- _Vorgegebener Textauszug_
⟨

273 Firmen (48,3 %) sind dem Feld der „roten“ Biotechnologie zuzurechnen. Die Suche nach neuen Wirkstoffen, Vakzinen oder Biomarkern stellt nicht nur in Deutschland, sondern auch weltweit den wichtigsten Anwendungsbereich der Biotechnologie dar. Innerhalb der medizinischen Biotechnologie in Deutschland haben sich verschiedene Arbeitsschwerpunkte etabliert. So konzentriert sich die Mehrheit der Unternehmen auf die Erforschung neuer Diagnostika (73). Darüber hinaus gibt es 55 Firmen, die hauptsächlich Therapeutika entwickeln und bereits ein oder mehrere Produkte ab der klinischen Phase I in der Pipeline haben. Die anderen 145 Firmen befinden sich entweder noch im präklinischen Bereich der Therapeutika-Forschung oder bieten eine Technologie-Plattform als Dienstleistung im Bereich Gesundheit an.
178 Unternehmen (31,5 %) sind in keinem speziellen Feld, sondern für mehrere Anwenderbranchen aktiv. Hierzu gehören alle Unternehmen, die ausschließlich oder überwiegend Dienstleistungen für andere Biotech-Firmen erbringen oder als Zulieferer für diese tätig sind. In die von der OECD definierte Kategorie der nicht-spezifischen Anwendungen gehören auch reine Auftragsproduzenten von biologischen Molekülen ohne eigene Entwicklungsaktivitäten. Damit ist dieses Segment das zweitwichtigste der Branche und erreicht eine ähnlich große Bedeutung wie die medizinische Biotechnologie.

⟩

- _Anforderung_
Liste sämtliche Unternehmenszahlen aus dem Textauszug zur Biotechnologie-Branche auf und gib zu jeder an, welche Gruppe von Firmen sie bezeichnet.

- _Datenauflistung_
⟨

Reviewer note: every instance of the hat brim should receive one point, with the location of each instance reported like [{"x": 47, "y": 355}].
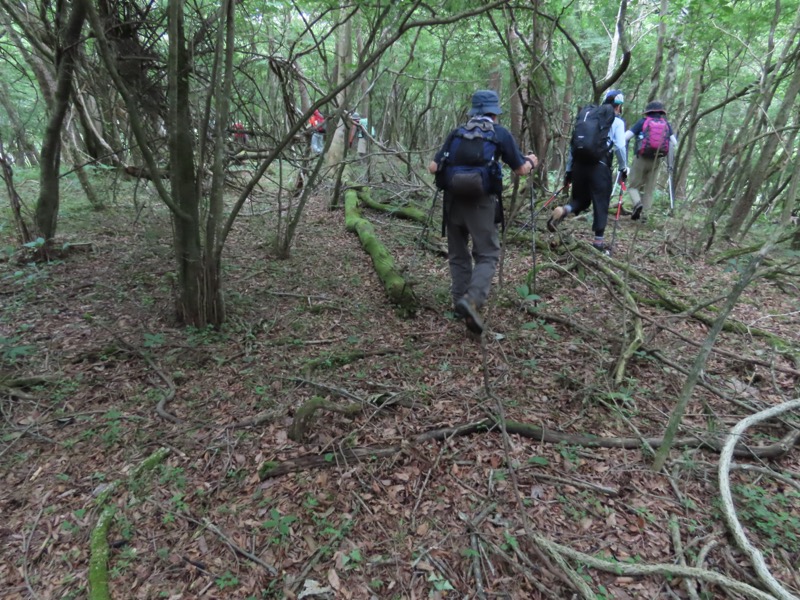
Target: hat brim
[{"x": 486, "y": 110}]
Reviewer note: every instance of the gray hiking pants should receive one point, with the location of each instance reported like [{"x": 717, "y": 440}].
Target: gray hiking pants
[
  {"x": 472, "y": 218},
  {"x": 642, "y": 182}
]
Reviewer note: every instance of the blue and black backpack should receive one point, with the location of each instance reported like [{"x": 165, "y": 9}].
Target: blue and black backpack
[{"x": 470, "y": 168}]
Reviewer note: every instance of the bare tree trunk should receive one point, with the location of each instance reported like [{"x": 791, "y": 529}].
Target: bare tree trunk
[
  {"x": 344, "y": 52},
  {"x": 655, "y": 73},
  {"x": 742, "y": 207},
  {"x": 48, "y": 203}
]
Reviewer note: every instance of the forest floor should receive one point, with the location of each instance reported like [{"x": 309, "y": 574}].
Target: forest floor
[{"x": 116, "y": 380}]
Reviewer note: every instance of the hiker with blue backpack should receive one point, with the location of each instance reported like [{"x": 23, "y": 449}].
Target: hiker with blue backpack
[
  {"x": 468, "y": 171},
  {"x": 653, "y": 141},
  {"x": 598, "y": 135}
]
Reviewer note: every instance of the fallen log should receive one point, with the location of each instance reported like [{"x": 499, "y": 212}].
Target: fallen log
[
  {"x": 270, "y": 469},
  {"x": 397, "y": 288}
]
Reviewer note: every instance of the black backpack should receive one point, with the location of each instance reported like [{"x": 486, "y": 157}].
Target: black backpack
[
  {"x": 590, "y": 136},
  {"x": 470, "y": 168}
]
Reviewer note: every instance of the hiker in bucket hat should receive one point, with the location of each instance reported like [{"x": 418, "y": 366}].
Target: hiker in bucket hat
[
  {"x": 654, "y": 140},
  {"x": 467, "y": 169}
]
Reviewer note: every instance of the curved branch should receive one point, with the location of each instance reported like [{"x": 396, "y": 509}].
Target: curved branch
[{"x": 729, "y": 511}]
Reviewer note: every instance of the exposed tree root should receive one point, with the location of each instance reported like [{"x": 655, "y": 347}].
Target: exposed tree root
[
  {"x": 728, "y": 508},
  {"x": 343, "y": 456},
  {"x": 397, "y": 288},
  {"x": 305, "y": 414},
  {"x": 664, "y": 570},
  {"x": 664, "y": 299}
]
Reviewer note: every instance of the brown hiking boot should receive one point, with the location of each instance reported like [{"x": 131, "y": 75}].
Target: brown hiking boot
[{"x": 467, "y": 309}]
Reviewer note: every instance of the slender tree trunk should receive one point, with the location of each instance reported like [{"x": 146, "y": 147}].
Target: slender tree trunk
[
  {"x": 48, "y": 203},
  {"x": 658, "y": 59},
  {"x": 742, "y": 207},
  {"x": 344, "y": 51}
]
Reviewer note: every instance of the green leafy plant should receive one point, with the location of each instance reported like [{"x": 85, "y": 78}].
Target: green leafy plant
[
  {"x": 280, "y": 525},
  {"x": 226, "y": 580},
  {"x": 772, "y": 514}
]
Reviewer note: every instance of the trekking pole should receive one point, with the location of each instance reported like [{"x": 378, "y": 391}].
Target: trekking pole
[
  {"x": 424, "y": 233},
  {"x": 671, "y": 197},
  {"x": 622, "y": 188},
  {"x": 534, "y": 214}
]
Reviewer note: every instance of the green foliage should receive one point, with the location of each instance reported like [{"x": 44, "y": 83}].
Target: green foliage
[
  {"x": 773, "y": 514},
  {"x": 12, "y": 349},
  {"x": 279, "y": 526}
]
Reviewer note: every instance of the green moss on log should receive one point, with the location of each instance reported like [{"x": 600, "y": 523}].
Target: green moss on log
[
  {"x": 397, "y": 288},
  {"x": 98, "y": 560},
  {"x": 404, "y": 212},
  {"x": 305, "y": 414}
]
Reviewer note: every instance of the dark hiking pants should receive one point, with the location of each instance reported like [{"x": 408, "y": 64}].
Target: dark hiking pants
[
  {"x": 591, "y": 185},
  {"x": 471, "y": 272}
]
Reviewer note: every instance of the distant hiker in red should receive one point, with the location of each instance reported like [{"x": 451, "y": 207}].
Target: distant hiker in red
[
  {"x": 653, "y": 140},
  {"x": 317, "y": 122}
]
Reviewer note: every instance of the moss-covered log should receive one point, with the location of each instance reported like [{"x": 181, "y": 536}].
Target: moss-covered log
[
  {"x": 98, "y": 542},
  {"x": 305, "y": 415},
  {"x": 713, "y": 442},
  {"x": 404, "y": 212},
  {"x": 397, "y": 288},
  {"x": 98, "y": 559}
]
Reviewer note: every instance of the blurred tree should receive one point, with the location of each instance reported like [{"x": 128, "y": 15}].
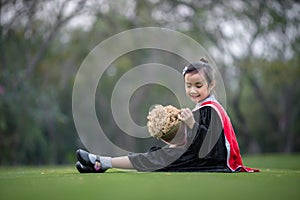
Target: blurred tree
[{"x": 42, "y": 43}]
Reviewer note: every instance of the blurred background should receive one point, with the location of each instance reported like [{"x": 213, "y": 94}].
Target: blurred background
[{"x": 254, "y": 43}]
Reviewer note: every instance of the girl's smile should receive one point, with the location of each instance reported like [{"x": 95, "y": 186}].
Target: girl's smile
[{"x": 196, "y": 86}]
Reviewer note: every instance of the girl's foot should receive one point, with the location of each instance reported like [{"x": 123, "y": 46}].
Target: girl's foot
[
  {"x": 86, "y": 169},
  {"x": 88, "y": 162}
]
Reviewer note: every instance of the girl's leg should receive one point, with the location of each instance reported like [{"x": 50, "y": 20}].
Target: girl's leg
[{"x": 122, "y": 162}]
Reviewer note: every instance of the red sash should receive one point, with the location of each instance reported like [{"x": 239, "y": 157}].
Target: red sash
[{"x": 234, "y": 158}]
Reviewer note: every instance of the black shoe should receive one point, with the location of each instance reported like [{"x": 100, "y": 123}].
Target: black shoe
[
  {"x": 83, "y": 158},
  {"x": 86, "y": 169}
]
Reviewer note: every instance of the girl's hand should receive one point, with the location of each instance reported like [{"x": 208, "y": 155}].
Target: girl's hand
[{"x": 187, "y": 117}]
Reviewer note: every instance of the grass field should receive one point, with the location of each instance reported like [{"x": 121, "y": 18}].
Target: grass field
[{"x": 279, "y": 179}]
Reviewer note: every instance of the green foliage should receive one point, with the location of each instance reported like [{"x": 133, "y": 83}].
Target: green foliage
[
  {"x": 279, "y": 178},
  {"x": 40, "y": 57}
]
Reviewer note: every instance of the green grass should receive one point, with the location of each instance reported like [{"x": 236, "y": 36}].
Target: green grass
[{"x": 279, "y": 179}]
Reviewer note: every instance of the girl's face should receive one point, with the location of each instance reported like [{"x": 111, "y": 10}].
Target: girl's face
[{"x": 196, "y": 86}]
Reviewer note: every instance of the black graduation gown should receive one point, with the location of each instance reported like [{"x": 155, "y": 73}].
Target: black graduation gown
[{"x": 205, "y": 149}]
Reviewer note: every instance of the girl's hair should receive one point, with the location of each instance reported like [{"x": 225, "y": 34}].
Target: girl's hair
[{"x": 203, "y": 66}]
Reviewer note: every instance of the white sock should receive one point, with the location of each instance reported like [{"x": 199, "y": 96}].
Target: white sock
[{"x": 104, "y": 160}]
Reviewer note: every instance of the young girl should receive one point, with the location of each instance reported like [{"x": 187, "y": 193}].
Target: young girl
[{"x": 204, "y": 142}]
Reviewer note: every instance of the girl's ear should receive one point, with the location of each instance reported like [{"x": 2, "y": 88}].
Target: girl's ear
[{"x": 212, "y": 85}]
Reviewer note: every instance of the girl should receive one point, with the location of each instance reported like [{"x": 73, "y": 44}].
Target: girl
[{"x": 205, "y": 140}]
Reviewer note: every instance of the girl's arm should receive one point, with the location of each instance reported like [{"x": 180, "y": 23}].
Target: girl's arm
[{"x": 186, "y": 116}]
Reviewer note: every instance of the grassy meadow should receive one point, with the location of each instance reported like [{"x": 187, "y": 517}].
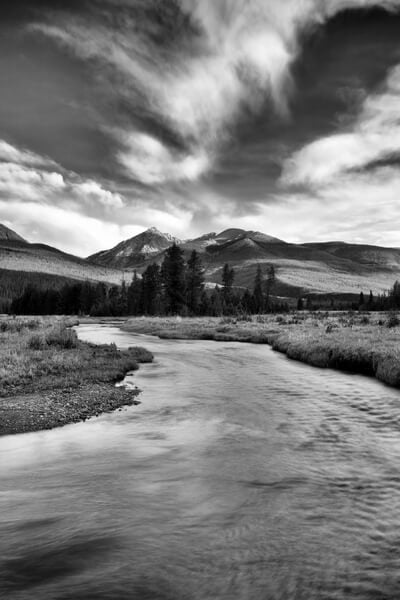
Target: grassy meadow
[
  {"x": 367, "y": 343},
  {"x": 48, "y": 377}
]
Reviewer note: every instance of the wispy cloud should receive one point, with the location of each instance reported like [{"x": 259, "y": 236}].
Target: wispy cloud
[
  {"x": 238, "y": 55},
  {"x": 375, "y": 137}
]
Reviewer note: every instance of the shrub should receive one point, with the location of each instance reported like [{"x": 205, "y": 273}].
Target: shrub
[
  {"x": 393, "y": 321},
  {"x": 37, "y": 342},
  {"x": 62, "y": 337}
]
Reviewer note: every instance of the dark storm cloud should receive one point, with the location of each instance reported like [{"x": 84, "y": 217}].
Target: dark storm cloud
[{"x": 193, "y": 111}]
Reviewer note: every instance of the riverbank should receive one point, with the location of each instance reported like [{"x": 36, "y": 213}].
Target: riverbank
[
  {"x": 365, "y": 343},
  {"x": 48, "y": 378}
]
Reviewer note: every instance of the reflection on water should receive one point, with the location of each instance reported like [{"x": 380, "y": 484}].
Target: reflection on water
[{"x": 242, "y": 475}]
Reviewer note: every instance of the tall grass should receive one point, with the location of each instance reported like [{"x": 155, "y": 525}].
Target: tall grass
[{"x": 52, "y": 358}]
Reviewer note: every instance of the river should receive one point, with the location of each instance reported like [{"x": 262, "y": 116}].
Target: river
[{"x": 241, "y": 476}]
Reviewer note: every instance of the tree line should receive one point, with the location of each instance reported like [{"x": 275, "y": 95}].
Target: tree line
[{"x": 175, "y": 287}]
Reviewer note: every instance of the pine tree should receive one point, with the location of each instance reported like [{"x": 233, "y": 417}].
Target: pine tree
[
  {"x": 194, "y": 283},
  {"x": 152, "y": 290},
  {"x": 134, "y": 296},
  {"x": 270, "y": 285},
  {"x": 228, "y": 278},
  {"x": 258, "y": 294},
  {"x": 371, "y": 299},
  {"x": 173, "y": 276}
]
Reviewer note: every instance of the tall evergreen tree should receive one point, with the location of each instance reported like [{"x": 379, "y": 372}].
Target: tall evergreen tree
[
  {"x": 194, "y": 283},
  {"x": 258, "y": 292},
  {"x": 135, "y": 295},
  {"x": 152, "y": 290},
  {"x": 270, "y": 285},
  {"x": 173, "y": 276}
]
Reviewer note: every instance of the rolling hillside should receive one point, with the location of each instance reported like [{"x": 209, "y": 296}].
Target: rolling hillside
[
  {"x": 320, "y": 267},
  {"x": 16, "y": 255},
  {"x": 331, "y": 267}
]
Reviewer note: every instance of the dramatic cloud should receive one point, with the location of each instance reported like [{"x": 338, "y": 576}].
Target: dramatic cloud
[
  {"x": 197, "y": 114},
  {"x": 240, "y": 55},
  {"x": 374, "y": 139}
]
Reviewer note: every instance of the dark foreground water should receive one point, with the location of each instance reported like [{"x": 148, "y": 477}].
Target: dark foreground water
[{"x": 241, "y": 476}]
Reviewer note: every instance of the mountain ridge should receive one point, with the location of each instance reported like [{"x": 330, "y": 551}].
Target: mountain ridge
[{"x": 314, "y": 267}]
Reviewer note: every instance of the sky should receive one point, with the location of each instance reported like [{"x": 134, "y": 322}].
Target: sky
[{"x": 192, "y": 116}]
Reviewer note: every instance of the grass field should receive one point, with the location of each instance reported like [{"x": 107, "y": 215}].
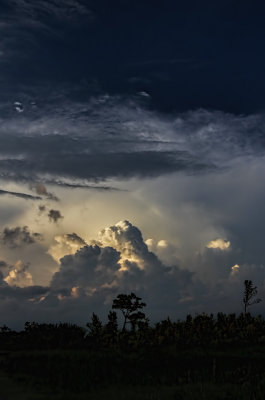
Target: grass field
[{"x": 169, "y": 374}]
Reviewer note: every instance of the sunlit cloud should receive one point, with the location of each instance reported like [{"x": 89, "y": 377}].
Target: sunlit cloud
[{"x": 218, "y": 244}]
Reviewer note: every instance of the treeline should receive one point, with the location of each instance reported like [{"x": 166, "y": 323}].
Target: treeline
[{"x": 136, "y": 332}]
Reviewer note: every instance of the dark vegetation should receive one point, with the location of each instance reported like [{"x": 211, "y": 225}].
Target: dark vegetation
[{"x": 201, "y": 357}]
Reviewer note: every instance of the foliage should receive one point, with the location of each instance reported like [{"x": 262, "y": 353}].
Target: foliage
[
  {"x": 250, "y": 293},
  {"x": 129, "y": 306}
]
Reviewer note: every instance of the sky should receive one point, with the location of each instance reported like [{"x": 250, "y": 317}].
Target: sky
[{"x": 132, "y": 151}]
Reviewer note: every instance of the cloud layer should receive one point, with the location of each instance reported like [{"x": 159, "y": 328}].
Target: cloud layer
[{"x": 91, "y": 275}]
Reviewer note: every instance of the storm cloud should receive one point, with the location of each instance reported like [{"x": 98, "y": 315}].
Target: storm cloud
[{"x": 19, "y": 236}]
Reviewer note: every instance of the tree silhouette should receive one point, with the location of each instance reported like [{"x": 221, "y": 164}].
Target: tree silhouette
[
  {"x": 129, "y": 304},
  {"x": 250, "y": 293}
]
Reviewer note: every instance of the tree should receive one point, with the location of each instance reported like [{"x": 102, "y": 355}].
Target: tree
[
  {"x": 111, "y": 328},
  {"x": 95, "y": 329},
  {"x": 129, "y": 304},
  {"x": 250, "y": 293}
]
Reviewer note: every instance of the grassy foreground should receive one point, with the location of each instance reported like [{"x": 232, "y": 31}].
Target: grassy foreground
[{"x": 165, "y": 374}]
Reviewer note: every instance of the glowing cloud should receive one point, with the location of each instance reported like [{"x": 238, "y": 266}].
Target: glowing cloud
[
  {"x": 218, "y": 244},
  {"x": 65, "y": 244},
  {"x": 19, "y": 275},
  {"x": 235, "y": 269}
]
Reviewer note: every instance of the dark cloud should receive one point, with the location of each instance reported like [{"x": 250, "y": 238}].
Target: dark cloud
[
  {"x": 98, "y": 140},
  {"x": 20, "y": 195},
  {"x": 19, "y": 236},
  {"x": 41, "y": 189},
  {"x": 54, "y": 215}
]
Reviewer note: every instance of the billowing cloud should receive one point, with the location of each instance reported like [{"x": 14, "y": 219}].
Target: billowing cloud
[
  {"x": 55, "y": 215},
  {"x": 119, "y": 261},
  {"x": 66, "y": 244},
  {"x": 19, "y": 275},
  {"x": 235, "y": 269},
  {"x": 19, "y": 236},
  {"x": 218, "y": 244}
]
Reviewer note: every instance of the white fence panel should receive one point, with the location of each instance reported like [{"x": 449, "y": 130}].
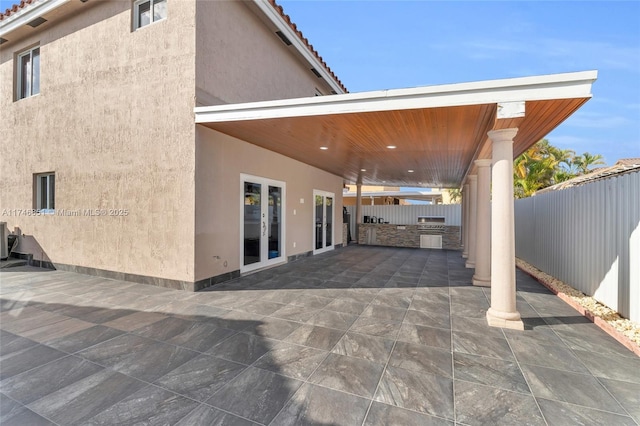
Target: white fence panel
[{"x": 589, "y": 237}]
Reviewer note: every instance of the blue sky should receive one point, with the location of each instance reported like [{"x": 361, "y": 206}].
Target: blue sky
[{"x": 373, "y": 45}]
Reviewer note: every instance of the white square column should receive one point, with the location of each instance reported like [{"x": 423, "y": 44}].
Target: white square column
[
  {"x": 465, "y": 221},
  {"x": 503, "y": 312},
  {"x": 473, "y": 229},
  {"x": 482, "y": 276}
]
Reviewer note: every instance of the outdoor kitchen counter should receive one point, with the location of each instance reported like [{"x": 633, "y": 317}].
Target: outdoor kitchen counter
[{"x": 380, "y": 234}]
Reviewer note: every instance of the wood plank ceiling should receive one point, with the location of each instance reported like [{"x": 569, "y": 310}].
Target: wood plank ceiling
[{"x": 434, "y": 147}]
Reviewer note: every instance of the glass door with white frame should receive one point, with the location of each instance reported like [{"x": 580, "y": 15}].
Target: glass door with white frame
[
  {"x": 323, "y": 215},
  {"x": 262, "y": 227}
]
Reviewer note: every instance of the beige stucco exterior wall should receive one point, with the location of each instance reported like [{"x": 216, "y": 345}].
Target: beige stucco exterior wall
[
  {"x": 240, "y": 59},
  {"x": 220, "y": 161},
  {"x": 114, "y": 120}
]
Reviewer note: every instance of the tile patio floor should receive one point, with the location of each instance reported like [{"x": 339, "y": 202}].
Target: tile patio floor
[{"x": 358, "y": 336}]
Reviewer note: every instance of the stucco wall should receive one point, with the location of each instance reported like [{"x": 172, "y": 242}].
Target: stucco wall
[
  {"x": 114, "y": 120},
  {"x": 220, "y": 161},
  {"x": 240, "y": 59}
]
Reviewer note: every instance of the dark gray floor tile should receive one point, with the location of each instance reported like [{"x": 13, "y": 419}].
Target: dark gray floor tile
[
  {"x": 561, "y": 414},
  {"x": 315, "y": 337},
  {"x": 428, "y": 318},
  {"x": 201, "y": 377},
  {"x": 475, "y": 325},
  {"x": 490, "y": 371},
  {"x": 386, "y": 313},
  {"x": 295, "y": 313},
  {"x": 421, "y": 358},
  {"x": 77, "y": 403},
  {"x": 85, "y": 338},
  {"x": 314, "y": 405},
  {"x": 15, "y": 414},
  {"x": 558, "y": 356},
  {"x": 388, "y": 415},
  {"x": 627, "y": 394},
  {"x": 348, "y": 374},
  {"x": 58, "y": 329},
  {"x": 423, "y": 392},
  {"x": 376, "y": 349},
  {"x": 478, "y": 344},
  {"x": 594, "y": 340},
  {"x": 255, "y": 394},
  {"x": 41, "y": 381},
  {"x": 376, "y": 327},
  {"x": 311, "y": 302},
  {"x": 151, "y": 405},
  {"x": 10, "y": 343},
  {"x": 331, "y": 319},
  {"x": 611, "y": 367},
  {"x": 347, "y": 306},
  {"x": 580, "y": 389},
  {"x": 205, "y": 415},
  {"x": 483, "y": 405},
  {"x": 138, "y": 356},
  {"x": 273, "y": 328},
  {"x": 243, "y": 347},
  {"x": 198, "y": 336},
  {"x": 422, "y": 335},
  {"x": 291, "y": 360},
  {"x": 398, "y": 301},
  {"x": 25, "y": 357}
]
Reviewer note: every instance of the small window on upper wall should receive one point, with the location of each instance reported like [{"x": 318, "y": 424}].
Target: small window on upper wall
[
  {"x": 146, "y": 12},
  {"x": 45, "y": 186},
  {"x": 28, "y": 73}
]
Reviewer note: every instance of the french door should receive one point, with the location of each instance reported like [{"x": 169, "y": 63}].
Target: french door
[
  {"x": 262, "y": 224},
  {"x": 323, "y": 215}
]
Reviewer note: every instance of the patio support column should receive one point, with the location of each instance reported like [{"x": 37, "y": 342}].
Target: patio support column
[
  {"x": 503, "y": 312},
  {"x": 358, "y": 210},
  {"x": 473, "y": 222},
  {"x": 482, "y": 277},
  {"x": 465, "y": 220}
]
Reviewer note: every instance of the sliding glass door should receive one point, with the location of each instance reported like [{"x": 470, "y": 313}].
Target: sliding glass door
[
  {"x": 262, "y": 226},
  {"x": 323, "y": 215}
]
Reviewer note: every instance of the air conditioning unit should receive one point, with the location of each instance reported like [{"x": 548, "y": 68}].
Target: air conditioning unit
[
  {"x": 431, "y": 241},
  {"x": 4, "y": 245}
]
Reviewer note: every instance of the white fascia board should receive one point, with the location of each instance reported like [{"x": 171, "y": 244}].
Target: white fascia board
[
  {"x": 546, "y": 87},
  {"x": 28, "y": 14},
  {"x": 282, "y": 26}
]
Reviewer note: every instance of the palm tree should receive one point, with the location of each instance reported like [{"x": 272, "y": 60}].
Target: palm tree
[{"x": 584, "y": 162}]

⟩

- _Musterlösung_
- 273: Firmen der „roten“ Biotechnologie (48,3 %)
- 73: Unternehmen, die sich auf die Erforschung neuer Diagnostika konzentrieren
- 55: Firmen, die hauptsächlich Therapeutika entwickeln und bereits ein oder mehrere Produkte ab der klinischen Phase I in der Pipeline haben
- 145: Firmen, die sich noch im präklinischen Bereich der Therapeutika-Forschung befinden oder eine Technologie-Plattform als Dienstleistung im Bereich Gesundheit anbieten
- 178: Unternehmen, die in keinem speziellen Feld, sondern für mehrere Anwenderbranchen aktiv sind (31,5 %)